La Madonna della gatta è un dipinto incantevole che ci conferma quanto Federico Barocci, suo artefice, prima ancora che pittore encomiabile fosse uomo di grande fede. La tela, di fatto, è un gioco di sguardi carichi di dolcezza e di confortante serenità, suscitate entrambe dalla semplice presenza di un Bambino che riposa in una culla, vegliato dalla Madre e dal padre, Giuseppe, che scosta una tenda per consentire di assistere a tanta meraviglia. La Vergine sorride a un piccolo Giovanni Battista che a sua volta si gira verso di noi per indicarci dove rivolgere, e concentrare, il nostro di sguardo. Elisabetta e Zaccaria non possono che contemplare quanto si sta svelando sotto i loro occhi mentre una gatta, ai piedi del letto, accovacciata sul manto di Maria, allatta il suo cucciolo. Sul fondo, prospetticamente, si spalanca il panorama definito dall’inconfondibile profilo dei torricini di Palazzo Ducale a Urbino, luogo caro al maestro che qui nacque intorno al 1535 e qui decise di tornare dopo un soggiorno romano che gli valse fama, onori e commissioni altisonanti. Il dipinto, di consueto custodito a Firenze, torna ora a casa in occasione dell’attesissima monografica dedicata al pittore urbinate.

Non è l’unico ritorno: da Roma arrivano tre pale d’altare, una delle quali commissionata da Filippo Neri – di lì a poco proclamato santo – che fu grande estimatore della pittura del Barocci di fronte a cui sosteneva di raggiungere “uno stato di dolce estasi”. Al fondatore dell’ordine degli Oratoriani si deve la genesi della Visitazione proveniente dalla chiesa di Santa Maria in Vallicella, la cui domestica ambientazione cattura l’osservatore dentro la scena, mentre l’espressione e la gestualità dei personaggi riescono a rendere perfettamente la feriale quotidianità in cui il divino irrompe, complici la luce che fa vibrare i colori e un raffinato disegno che addolcisce le figure.

* Materiale fornito:
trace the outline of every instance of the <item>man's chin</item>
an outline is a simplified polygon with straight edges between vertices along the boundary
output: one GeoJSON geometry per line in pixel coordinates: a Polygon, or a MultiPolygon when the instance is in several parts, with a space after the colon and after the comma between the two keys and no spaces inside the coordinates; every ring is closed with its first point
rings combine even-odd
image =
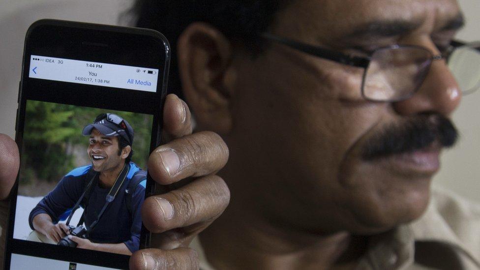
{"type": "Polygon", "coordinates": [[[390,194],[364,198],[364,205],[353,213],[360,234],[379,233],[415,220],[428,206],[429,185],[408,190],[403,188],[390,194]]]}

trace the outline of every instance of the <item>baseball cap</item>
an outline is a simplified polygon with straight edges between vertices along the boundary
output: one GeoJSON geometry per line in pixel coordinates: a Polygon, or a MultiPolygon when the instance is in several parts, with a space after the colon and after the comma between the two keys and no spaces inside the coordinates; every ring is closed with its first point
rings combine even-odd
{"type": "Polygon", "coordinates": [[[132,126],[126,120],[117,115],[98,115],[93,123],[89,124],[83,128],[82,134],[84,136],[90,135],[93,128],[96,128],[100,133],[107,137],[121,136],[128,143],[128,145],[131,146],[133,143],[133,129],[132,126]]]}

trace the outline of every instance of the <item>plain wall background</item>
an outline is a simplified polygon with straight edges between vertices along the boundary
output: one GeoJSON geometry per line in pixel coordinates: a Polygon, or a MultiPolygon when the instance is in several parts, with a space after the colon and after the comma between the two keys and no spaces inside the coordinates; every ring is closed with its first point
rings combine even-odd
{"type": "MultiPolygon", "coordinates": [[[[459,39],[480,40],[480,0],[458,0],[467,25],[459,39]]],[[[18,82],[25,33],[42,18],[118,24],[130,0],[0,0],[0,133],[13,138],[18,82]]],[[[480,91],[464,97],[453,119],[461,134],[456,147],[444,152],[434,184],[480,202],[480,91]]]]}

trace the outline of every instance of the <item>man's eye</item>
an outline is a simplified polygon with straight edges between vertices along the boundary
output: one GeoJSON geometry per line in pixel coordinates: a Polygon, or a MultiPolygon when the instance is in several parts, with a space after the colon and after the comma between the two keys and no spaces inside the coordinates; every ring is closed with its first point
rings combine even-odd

* Cosa fare: In base al testo in esame, spiega in una o due frasi perché la Madonna della gatta, di solito custodita a Firenze, ora "torna a casa".

* Risposta scritta: Il dipinto torna a Urbino per l'attesissima mostra monografica dedicata a Federico Barocci. È un ritorno "a casa" perché Urbino è la città dove il pittore nacque intorno al 1535 e dove decise di tornare dopo il soggiorno a Roma.